→ WORK INSTRUCTION:
What you return must be the data below, word for word, without any images.

→ PROVIDED DATA:
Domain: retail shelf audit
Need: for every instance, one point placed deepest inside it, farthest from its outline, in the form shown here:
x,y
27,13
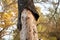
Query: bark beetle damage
x,y
26,4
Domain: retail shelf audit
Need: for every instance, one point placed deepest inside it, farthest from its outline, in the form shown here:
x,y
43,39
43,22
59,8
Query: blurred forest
x,y
48,24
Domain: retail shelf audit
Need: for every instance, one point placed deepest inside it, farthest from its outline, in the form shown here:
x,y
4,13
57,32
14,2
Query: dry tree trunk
x,y
29,30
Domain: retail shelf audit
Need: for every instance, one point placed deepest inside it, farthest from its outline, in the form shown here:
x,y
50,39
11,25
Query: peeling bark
x,y
29,30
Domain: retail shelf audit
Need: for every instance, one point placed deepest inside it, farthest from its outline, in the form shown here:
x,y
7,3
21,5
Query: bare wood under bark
x,y
29,30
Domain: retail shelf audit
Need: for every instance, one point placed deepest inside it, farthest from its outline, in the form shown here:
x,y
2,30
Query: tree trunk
x,y
29,29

→ COMPLETED EXERCISE:
Domain: retail shelf audit
Need: for every instance, one point placed deepest inside it, farthest from its outline, in the form shown here:
x,y
27,13
Query: bark beetle damage
x,y
26,4
Domain: retail shelf audit
Need: for every instance, one point placed deepest inside it, farthest from its outline, in the form shown here:
x,y
43,39
43,22
59,8
Query: blurred forest
x,y
48,24
Domain: retail shelf audit
Need: for every instance, one point placed deepest inside it, farthest from its outline, in the form shown here:
x,y
4,13
57,32
14,2
Query: dry tree trunk
x,y
29,30
Domain: retail shelf audit
Need: for every instance, one point placed deepest inside it, farthest from its outline, in the form shown here:
x,y
50,39
11,25
Query: peeling bark
x,y
29,30
Domain: retail shelf audit
Need: for every instance, one point placed deepest inside it, farthest from its outline, in the form shown here:
x,y
7,3
21,5
Query: bare wood under bark
x,y
29,30
Domain: retail shelf audit
Need: for every instance, one point placed deepest inside it, farthest from its outline, in the form shown here:
x,y
2,30
Query: tree trunk
x,y
29,29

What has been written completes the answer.